Task description: Give the entries back exactly as they stand, but without pictures.

Material for this exercise:
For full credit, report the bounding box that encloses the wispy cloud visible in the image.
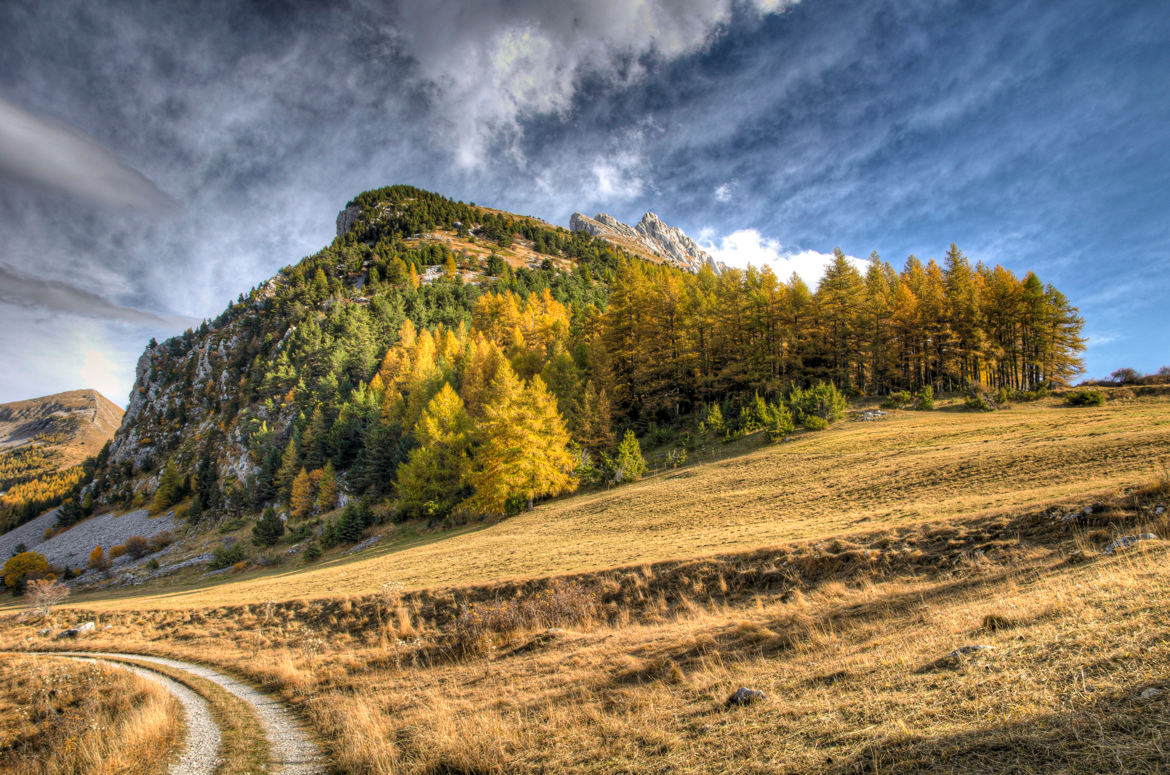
[0,95,177,213]
[0,264,196,328]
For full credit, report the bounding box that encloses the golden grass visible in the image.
[107,656,269,775]
[64,397,1170,610]
[0,654,181,774]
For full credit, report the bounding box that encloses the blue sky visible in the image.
[0,0,1166,403]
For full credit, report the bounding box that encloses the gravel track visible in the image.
[51,654,221,775]
[91,652,326,775]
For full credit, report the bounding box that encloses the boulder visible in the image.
[726,687,767,707]
[1140,687,1162,699]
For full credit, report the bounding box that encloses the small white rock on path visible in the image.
[51,654,221,775]
[45,651,327,775]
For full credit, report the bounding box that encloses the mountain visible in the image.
[569,211,726,274]
[0,389,122,465]
[61,184,1082,553]
[0,389,122,531]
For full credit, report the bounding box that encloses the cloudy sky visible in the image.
[1,0,1167,404]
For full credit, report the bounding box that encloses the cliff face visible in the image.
[569,211,725,274]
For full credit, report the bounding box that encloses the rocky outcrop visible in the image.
[570,211,726,274]
[336,204,362,237]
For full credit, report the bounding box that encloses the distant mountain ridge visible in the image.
[0,389,123,465]
[570,211,726,274]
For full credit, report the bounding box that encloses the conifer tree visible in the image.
[315,461,339,513]
[253,506,285,546]
[611,430,647,484]
[289,468,315,519]
[395,383,472,520]
[274,437,300,502]
[465,367,576,516]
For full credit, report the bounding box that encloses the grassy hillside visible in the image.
[3,396,1168,774]
[55,393,1170,610]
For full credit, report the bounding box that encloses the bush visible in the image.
[303,542,322,563]
[147,531,173,553]
[611,430,647,484]
[964,390,996,412]
[145,558,160,571]
[123,535,150,559]
[803,415,829,431]
[789,382,847,425]
[24,577,69,615]
[208,542,248,570]
[1067,389,1106,406]
[108,544,127,561]
[914,385,935,410]
[882,390,913,409]
[88,545,109,572]
[2,551,49,590]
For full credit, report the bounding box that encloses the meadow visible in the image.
[2,393,1168,773]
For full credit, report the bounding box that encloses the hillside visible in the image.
[0,389,122,532]
[3,393,1167,774]
[57,184,1084,554]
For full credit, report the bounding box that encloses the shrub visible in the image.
[964,390,996,412]
[2,551,49,590]
[145,558,160,571]
[303,542,323,563]
[1067,389,1105,406]
[24,577,69,616]
[765,401,794,441]
[88,545,110,572]
[108,544,127,561]
[789,382,847,425]
[914,385,935,410]
[231,560,249,573]
[208,542,248,570]
[147,531,173,553]
[882,390,913,409]
[123,535,151,559]
[803,414,829,431]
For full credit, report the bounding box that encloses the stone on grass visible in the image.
[1102,534,1158,555]
[1140,687,1162,699]
[726,687,767,707]
[947,645,995,659]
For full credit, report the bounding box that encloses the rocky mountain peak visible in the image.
[570,211,724,274]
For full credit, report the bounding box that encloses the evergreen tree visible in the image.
[315,462,339,513]
[611,430,647,484]
[253,506,285,546]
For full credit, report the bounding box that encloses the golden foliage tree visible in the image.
[465,365,577,516]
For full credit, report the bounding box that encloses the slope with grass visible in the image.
[59,394,1170,610]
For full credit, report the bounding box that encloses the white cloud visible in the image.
[714,181,734,201]
[387,0,802,166]
[700,228,865,286]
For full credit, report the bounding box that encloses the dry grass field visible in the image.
[59,394,1170,609]
[0,654,181,774]
[1,395,1168,773]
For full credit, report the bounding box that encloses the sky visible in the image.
[0,0,1167,405]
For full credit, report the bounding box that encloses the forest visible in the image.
[73,186,1084,530]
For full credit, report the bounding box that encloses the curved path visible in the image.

Response below:
For full credit, report the bounding box that encloses the wispy cloud visible in the image.
[0,95,177,213]
[0,264,196,328]
For full credit, report the bounding box that encloses the golden grass visible in the image.
[107,656,269,775]
[64,397,1170,610]
[0,654,181,774]
For full credit, report the bounding box that encloses the blue sky visible in the image.
[0,0,1166,403]
For full credit, report the bounding box that encloses the gravel track visible in the image.
[51,654,221,775]
[91,652,326,775]
For full credit, report the bounding box that encloses the boulder visible in the image.
[726,687,767,707]
[1140,687,1162,699]
For full credit, report the bounding box that encloses the small white rock on path visible in the image.
[51,654,221,775]
[45,651,327,775]
For full credit, report the bounding box that encloses the mountain visible in the image.
[569,211,726,274]
[0,389,122,465]
[61,184,1082,553]
[0,389,122,531]
For full credit, report the bounding box that encloses the cloudy sky visible in the image.
[1,0,1167,404]
For full credit, report the bounding box that encloses the cliff face visible in the image.
[569,211,725,274]
For full credit, report the bounding box that encloses the rocky outcrop visible in the image.
[570,211,726,274]
[336,204,362,237]
For full credit, report the bounding box that encloses the distant mountain ridge visible in the image.
[0,389,123,465]
[570,211,726,274]
For full credit, report the bounding box that encloses the conifer tree visible in the image.
[315,461,339,513]
[253,506,285,546]
[611,430,647,484]
[289,468,315,519]
[395,383,472,520]
[274,437,300,502]
[465,367,576,516]
For full credit, report the bounding box that encloses the grassy hillside visible in the image.
[3,396,1168,774]
[55,393,1170,610]
For full credit, report the bounding box that encloses the bush visible in the image.
[303,542,322,563]
[147,531,173,553]
[611,430,647,484]
[964,390,996,412]
[145,558,160,571]
[123,535,150,559]
[803,415,829,431]
[789,382,847,425]
[24,577,69,615]
[208,542,248,570]
[1067,389,1106,406]
[108,544,127,561]
[914,385,935,410]
[882,390,913,409]
[88,545,109,572]
[2,551,49,590]
For full credit, report the bounding box that encloses the meadow visible in the image.
[2,393,1168,773]
For full credit, report the bounding box that encloses the hillside visible in the image.
[0,389,122,532]
[3,393,1167,774]
[57,184,1084,554]
For full credit, report the bounding box that encloses the shrub visible in the image.
[964,390,996,412]
[2,551,49,590]
[145,558,160,571]
[303,542,323,563]
[1067,389,1105,406]
[24,577,69,616]
[765,401,794,441]
[88,545,110,572]
[108,544,127,561]
[789,382,847,425]
[914,385,935,410]
[231,560,249,573]
[208,542,248,570]
[147,531,173,553]
[882,390,913,409]
[123,535,151,559]
[803,414,829,431]
For full credit, report the bounding box that encloses the stone on grass visible in the image.
[1102,534,1158,555]
[1140,687,1162,699]
[726,687,767,707]
[947,645,995,659]
For full credit, report the bounding box that encloses the rocky mountain peak visible in the image.
[570,211,724,274]
For full credit, report the bounding box that encloses the evergreen tree visible in the image.
[315,462,339,513]
[611,430,647,484]
[253,506,285,546]
For full credit, report the bounding box that encloses the golden foliage tree visible in the image.
[465,365,577,516]
For full credit, report the bounding box that encloses the slope with grass visible in the image.
[59,394,1170,610]
For full credit, report the bounding box that encloses the white cloud visible in the image.
[714,181,734,201]
[387,0,802,166]
[700,228,865,286]
For full credit, report the bounding box that encloses the dry grass field visible in the image.
[59,394,1170,609]
[0,654,181,774]
[1,395,1168,773]
For full credit, report the bounding box that encloses the sky visible in the image.
[0,0,1167,405]
For full credit, report the bounding box that encloses the forest visible in the image.
[73,186,1084,530]
For full credit, report the bounding box that encloses the curved path visible in the image.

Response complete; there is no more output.